--- START OF EXTRACTED INFORMATION ---

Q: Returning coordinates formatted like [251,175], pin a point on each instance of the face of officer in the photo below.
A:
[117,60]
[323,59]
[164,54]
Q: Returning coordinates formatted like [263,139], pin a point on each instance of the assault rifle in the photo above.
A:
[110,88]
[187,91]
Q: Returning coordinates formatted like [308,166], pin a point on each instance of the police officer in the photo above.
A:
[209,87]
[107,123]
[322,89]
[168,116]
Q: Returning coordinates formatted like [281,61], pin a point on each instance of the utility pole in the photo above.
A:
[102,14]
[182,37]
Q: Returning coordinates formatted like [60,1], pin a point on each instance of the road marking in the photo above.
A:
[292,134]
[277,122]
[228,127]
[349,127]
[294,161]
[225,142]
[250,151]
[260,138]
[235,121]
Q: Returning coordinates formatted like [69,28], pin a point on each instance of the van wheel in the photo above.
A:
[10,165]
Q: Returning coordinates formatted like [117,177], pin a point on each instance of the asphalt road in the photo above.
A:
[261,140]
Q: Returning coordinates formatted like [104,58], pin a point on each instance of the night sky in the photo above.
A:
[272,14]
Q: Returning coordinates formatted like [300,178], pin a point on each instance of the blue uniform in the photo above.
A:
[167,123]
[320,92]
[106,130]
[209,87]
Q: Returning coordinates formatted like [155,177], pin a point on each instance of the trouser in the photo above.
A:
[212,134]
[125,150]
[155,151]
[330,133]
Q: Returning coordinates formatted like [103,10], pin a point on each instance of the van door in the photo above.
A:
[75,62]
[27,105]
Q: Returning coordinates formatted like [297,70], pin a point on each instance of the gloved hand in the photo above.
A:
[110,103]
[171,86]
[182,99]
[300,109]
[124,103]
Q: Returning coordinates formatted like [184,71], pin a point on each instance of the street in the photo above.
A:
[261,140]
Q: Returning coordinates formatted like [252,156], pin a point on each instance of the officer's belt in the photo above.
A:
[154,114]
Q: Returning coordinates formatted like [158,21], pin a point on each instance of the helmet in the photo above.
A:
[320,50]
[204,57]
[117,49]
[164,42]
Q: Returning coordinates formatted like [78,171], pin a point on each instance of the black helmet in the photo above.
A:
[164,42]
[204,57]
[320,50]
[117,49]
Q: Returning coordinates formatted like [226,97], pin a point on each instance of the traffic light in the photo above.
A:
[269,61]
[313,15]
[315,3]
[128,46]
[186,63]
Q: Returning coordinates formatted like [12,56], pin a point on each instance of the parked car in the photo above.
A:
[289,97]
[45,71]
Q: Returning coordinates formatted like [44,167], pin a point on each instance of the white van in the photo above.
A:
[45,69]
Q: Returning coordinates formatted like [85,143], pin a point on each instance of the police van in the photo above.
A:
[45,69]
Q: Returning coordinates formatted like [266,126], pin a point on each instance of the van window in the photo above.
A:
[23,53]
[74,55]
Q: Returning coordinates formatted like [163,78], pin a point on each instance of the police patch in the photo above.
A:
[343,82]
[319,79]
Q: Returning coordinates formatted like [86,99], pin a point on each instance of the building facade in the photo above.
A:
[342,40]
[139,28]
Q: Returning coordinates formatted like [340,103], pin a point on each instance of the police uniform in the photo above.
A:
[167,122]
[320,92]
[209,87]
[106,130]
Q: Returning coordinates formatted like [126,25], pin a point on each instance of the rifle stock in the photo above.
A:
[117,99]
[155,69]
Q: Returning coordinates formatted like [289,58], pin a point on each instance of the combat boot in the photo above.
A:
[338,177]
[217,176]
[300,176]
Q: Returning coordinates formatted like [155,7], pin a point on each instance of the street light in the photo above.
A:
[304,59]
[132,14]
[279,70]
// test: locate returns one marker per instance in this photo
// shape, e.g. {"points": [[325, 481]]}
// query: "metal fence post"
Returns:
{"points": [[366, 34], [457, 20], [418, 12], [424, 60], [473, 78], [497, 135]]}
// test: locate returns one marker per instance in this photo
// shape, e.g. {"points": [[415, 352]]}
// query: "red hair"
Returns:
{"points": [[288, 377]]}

--- END OF EXTRACTED INFORMATION ---

_PROBLEM TO SOLVE_: Extract, exactly as they appear, the lines from the one containing "Q: Returning coordinates formatted like [126,25], pin" through the final line.

_TASK RESULT_:
Q: Returning coordinates formatted like [126,25], pin a point on each instance of the rifle stock in the photo above.
A:
[117,99]
[155,69]
Q: Returning coordinates formatted like [289,58], pin a point on each instance of the combat boot in the photo above.
A:
[338,177]
[217,176]
[300,176]
Q: Returning coordinates formatted like [155,7], pin a point on each instance of the street light in the photo above.
A:
[304,59]
[132,14]
[279,70]
// test: locate returns one marker per instance in this photo
// shape, e.g. {"points": [[325, 481]]}
// query: "metal fence post"
Returns:
{"points": [[366, 34], [457, 20], [418, 12], [424, 60], [473, 78], [497, 135]]}
// test: locate returns one marker per instance in this photo
// shape, e.g. {"points": [[415, 352]]}
// query: "red hair"
Returns:
{"points": [[288, 377]]}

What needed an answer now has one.